▶ [TASK REQUIREMENTS]
Rewrite everything in the listing below, from the line containing "task | put a marker on each instance of the rocky" down to the end, with the requests included. Offset every coordinate in the answers by adding 16, and leave the requests and their format samples as they are.

▶ [DATA SHOWN]
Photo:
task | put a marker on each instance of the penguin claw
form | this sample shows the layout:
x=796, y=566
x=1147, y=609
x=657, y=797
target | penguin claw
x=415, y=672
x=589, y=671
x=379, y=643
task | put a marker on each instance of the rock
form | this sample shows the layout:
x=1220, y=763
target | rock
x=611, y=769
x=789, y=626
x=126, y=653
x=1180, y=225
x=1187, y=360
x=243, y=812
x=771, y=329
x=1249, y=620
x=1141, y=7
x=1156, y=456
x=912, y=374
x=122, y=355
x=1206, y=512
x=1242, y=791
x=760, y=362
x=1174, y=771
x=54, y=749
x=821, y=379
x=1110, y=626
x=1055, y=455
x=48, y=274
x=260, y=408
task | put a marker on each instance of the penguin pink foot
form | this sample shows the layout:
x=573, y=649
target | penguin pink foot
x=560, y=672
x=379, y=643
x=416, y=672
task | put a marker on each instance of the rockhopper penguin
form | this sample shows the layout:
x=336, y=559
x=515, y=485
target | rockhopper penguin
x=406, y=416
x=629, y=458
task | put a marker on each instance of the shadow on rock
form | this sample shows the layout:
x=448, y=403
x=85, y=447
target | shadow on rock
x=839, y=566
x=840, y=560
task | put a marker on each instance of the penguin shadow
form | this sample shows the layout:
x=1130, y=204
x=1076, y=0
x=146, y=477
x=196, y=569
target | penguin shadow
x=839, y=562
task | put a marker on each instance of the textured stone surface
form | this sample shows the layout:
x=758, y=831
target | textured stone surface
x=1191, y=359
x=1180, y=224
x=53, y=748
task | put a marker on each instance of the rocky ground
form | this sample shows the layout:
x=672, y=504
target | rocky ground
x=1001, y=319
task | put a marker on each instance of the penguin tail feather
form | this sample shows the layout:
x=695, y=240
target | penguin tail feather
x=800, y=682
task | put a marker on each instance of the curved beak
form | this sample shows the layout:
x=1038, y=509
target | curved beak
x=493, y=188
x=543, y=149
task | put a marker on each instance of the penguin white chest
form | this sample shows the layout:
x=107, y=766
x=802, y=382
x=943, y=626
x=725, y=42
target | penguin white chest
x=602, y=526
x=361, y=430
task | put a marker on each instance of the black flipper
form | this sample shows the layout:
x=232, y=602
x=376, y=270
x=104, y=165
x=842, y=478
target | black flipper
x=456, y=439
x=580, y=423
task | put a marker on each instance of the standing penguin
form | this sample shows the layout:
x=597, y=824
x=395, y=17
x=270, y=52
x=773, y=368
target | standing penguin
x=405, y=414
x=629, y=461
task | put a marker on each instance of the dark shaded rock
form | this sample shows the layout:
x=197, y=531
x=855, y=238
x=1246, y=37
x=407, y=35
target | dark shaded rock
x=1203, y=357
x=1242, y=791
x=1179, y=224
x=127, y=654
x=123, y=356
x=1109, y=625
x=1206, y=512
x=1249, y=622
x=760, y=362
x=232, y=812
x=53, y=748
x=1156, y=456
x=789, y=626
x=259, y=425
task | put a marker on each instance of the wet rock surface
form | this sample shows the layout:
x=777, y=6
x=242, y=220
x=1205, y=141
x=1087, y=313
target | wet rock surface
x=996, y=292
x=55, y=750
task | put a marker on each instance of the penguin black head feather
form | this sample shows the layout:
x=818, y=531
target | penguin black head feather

▶ [THE SOLUTION]
task | put a marker on each instance of the rocky ground
form | this sample shows the layout:
x=672, y=504
target | rocky ground
x=1017, y=335
task | put a marker on each instance of the penguin tail feather
form | this sample shows the layout:
x=695, y=240
target | penguin tail feather
x=816, y=698
task | put a marker on each instance of the curved beak
form | this sample shows the layout:
x=1038, y=509
target | curved beak
x=509, y=204
x=559, y=165
task | put a marker on each instance of the penguin white chest
form | this sample shows the layout:
x=107, y=766
x=802, y=382
x=943, y=626
x=725, y=42
target | penguin white chest
x=618, y=542
x=377, y=446
task | put a marker on each instance of the black flipper
form | this sample shows the layout:
x=232, y=602
x=376, y=270
x=104, y=165
x=842, y=478
target | black flipper
x=472, y=455
x=596, y=439
task | put a marker on each instance of the standing penguin
form | this sample shows the layout:
x=597, y=824
x=395, y=17
x=270, y=52
x=773, y=368
target | standing penguin
x=421, y=430
x=645, y=477
task | put a marker on each instance of the dark shaded rock
form | this sample shows the layout:
x=197, y=531
x=855, y=238
x=1246, y=37
x=407, y=35
target | dark shaded rock
x=1219, y=373
x=1258, y=807
x=1195, y=240
x=143, y=670
x=139, y=372
x=1125, y=641
x=1222, y=528
x=1265, y=638
x=776, y=378
x=248, y=828
x=69, y=764
x=1172, y=472
x=805, y=642
x=275, y=441
task | put a marker on each instance of the wet rock surface
form | this sample shows the layout:
x=777, y=6
x=242, y=220
x=1205, y=141
x=1087, y=313
target | wet rock surface
x=1012, y=308
x=71, y=766
task | put a marker on each instance of the penguin black head feather
form | this sample shows the layout:
x=818, y=531
target | penguin black head feather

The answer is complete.